EXERCISE INPUT =>

* * * * *

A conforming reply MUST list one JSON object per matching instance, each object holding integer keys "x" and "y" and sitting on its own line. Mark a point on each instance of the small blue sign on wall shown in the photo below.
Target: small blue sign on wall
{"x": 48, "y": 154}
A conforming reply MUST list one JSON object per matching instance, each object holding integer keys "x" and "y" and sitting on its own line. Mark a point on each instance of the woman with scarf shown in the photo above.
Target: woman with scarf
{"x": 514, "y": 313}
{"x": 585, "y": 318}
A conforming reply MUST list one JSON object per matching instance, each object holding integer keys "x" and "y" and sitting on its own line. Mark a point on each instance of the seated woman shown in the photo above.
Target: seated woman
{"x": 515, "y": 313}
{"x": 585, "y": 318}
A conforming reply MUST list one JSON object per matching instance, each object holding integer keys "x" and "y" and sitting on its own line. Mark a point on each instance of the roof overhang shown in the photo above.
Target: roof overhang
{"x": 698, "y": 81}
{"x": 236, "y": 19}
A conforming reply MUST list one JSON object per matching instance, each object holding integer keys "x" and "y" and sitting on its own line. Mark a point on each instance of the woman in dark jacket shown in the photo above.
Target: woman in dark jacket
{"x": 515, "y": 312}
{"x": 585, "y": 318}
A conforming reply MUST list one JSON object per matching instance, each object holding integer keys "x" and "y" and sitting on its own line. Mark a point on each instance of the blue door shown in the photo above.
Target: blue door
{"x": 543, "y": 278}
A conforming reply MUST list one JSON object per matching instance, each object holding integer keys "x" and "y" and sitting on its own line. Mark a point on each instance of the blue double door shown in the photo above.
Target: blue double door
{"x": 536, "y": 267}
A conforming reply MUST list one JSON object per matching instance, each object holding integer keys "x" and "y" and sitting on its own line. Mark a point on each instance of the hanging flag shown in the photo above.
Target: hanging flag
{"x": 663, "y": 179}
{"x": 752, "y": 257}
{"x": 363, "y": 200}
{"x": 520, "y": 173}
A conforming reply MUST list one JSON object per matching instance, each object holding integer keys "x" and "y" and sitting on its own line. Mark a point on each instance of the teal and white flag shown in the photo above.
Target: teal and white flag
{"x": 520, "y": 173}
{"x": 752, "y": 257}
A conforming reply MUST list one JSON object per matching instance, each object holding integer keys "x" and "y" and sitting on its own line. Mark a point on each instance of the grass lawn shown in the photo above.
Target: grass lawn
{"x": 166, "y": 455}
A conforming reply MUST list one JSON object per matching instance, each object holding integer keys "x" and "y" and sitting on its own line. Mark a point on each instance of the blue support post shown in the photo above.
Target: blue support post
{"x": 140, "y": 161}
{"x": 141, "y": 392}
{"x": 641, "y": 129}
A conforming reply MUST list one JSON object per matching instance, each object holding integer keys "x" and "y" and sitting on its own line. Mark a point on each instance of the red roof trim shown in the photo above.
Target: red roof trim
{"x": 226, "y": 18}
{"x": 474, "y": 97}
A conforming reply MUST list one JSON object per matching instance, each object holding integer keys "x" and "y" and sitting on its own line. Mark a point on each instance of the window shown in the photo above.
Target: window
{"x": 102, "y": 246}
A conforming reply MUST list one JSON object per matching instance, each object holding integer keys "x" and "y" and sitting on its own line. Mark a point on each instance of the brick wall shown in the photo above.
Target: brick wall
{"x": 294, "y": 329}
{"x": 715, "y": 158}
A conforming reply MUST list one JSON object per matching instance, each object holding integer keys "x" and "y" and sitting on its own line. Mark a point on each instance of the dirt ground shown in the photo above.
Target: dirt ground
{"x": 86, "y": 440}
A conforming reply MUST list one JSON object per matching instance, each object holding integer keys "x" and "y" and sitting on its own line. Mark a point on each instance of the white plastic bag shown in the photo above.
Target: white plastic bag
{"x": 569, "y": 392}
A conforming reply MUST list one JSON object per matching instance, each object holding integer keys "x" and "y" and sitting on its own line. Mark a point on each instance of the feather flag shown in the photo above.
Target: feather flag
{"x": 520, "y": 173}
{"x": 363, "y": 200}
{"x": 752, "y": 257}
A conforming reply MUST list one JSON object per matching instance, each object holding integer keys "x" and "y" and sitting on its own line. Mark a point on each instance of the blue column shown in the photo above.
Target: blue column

* * * * *

REQUIREMENTS =>
Restate each record word for word.

ANSWER TO THE EXERCISE =>
A conforming reply MUST list one JSON object per matching instance, each object holding integer keys "x" and "y" and sitting on its own line. Mark a point on each instance of the small blue sign on wall shown in the photo below.
Target: small blue sign on wall
{"x": 48, "y": 154}
A conforming reply MUST list one JSON object per matching instance, each object holding integer keys "x" and "y" and sitting on its own line. Mark a point on each instance of the woman with scarf shown in the photo above.
Target: woman with scarf
{"x": 514, "y": 313}
{"x": 585, "y": 318}
A conforming reply MUST list one JSON object per matching instance, each object holding integer keys "x" and "y" and sitting on its own line. Mark a point on each instance of the seated woman shown in the photo above.
Target: seated woman
{"x": 515, "y": 313}
{"x": 585, "y": 318}
A conforming reply MUST list one JSON object per matching instance, each object holding integer keys "x" and "y" and sitting on its own line. Mark a point on each instance of the roof overhang shown in the photo above.
Target: roof overhang
{"x": 698, "y": 81}
{"x": 236, "y": 19}
A conforming reply MUST list one JSON object per matching instance, each object holding integer keys "x" and "y" and sitting on its own line. Mark a point on each instance of the woman in dark jacket shown in the photo above.
Target: woman in dark jacket
{"x": 515, "y": 312}
{"x": 585, "y": 318}
A conforming reply MUST list one JSON object per matching instance, each object holding integer keys "x" and "y" and sitting on its own line. Mark a point on each instance of the blue door shown in the photo above.
Target: blue door
{"x": 543, "y": 278}
A conforming reply MUST list one JSON object per matching instance, each object holding integer keys "x" and "y" and sitting on its own line. Mark a point on each instance of the blue double door shown in the photo above.
Target: blue double door
{"x": 536, "y": 267}
A conforming reply MUST list one JSON object per matching instance, each object holding integer keys "x" and "y" and sitting on its own line. Mark a point on each instance of the hanging flag shown in the photo above.
Target: hanging flag
{"x": 663, "y": 179}
{"x": 752, "y": 257}
{"x": 363, "y": 200}
{"x": 520, "y": 173}
A conforming reply MUST list one JSON object per matching instance, each object holding integer keys "x" and "y" and sitting on its own line. Mark a point on each instance of the teal and white flag shown in the photo above.
Target: teal and white flag
{"x": 520, "y": 173}
{"x": 752, "y": 257}
A conforming reply MUST list one JSON object per matching instance, each object holding integer keys "x" and "y" and sitting on its own line. Mark a point on each instance of the grass lawn shown in the photo above.
Target: grass lawn
{"x": 166, "y": 455}
A conforming reply MUST list one JSON object per matching instance, each object holding integer keys "x" and "y" and sitting on its own line. Mark a point on each instance of the blue support post shown in the photo above.
Target: blue support post
{"x": 140, "y": 161}
{"x": 141, "y": 392}
{"x": 641, "y": 129}
A conforming reply MUST list one JSON object per matching instance, each object holding integer keys "x" and "y" and sitting on its own line. Mark a point on each instance of the red roof trim shown in the photo above.
Target: red roof trim
{"x": 226, "y": 18}
{"x": 474, "y": 97}
A conforming reply MUST list one JSON object per matching instance, each object holding integer keys "x" and "y" and sitting on its own line. Mark a point on each instance of the window shown in the photo above.
Target: window
{"x": 102, "y": 246}
A conforming reply MUST list one JSON object per matching instance, each object holding integer keys "x" and "y" and sitting on its own line. Mark a point on each instance of the brick wall shown in the photo above.
Target: brick wall
{"x": 294, "y": 329}
{"x": 715, "y": 158}
A conforming reply MUST list one JSON object per matching instance, each object holding integer keys "x" and "y" and sitting on its own line. Mark a point on each instance of the dirt ground shown in the photo above.
Target: dirt ground
{"x": 86, "y": 440}
A conforming reply MUST list one JSON object per matching instance, each object holding integer keys "x" and "y" and sitting on its own line. Mark a point on each instance of the white plastic bag shown in the photo above.
Target: white plastic bag
{"x": 569, "y": 392}
A conforming reply MUST list one JSON object per matching instance, each object holding integer keys "x" and "y" and sitting on its own line. Mark a point on each instance of the feather flag shown in the photo above.
Target: feather flag
{"x": 520, "y": 173}
{"x": 363, "y": 200}
{"x": 752, "y": 257}
A conforming reply MUST list one JSON object per matching instance, each object holding integer keys "x" and "y" and sitting on its own line. Mark a point on each instance of the blue column shown in the photo above.
Target: blue column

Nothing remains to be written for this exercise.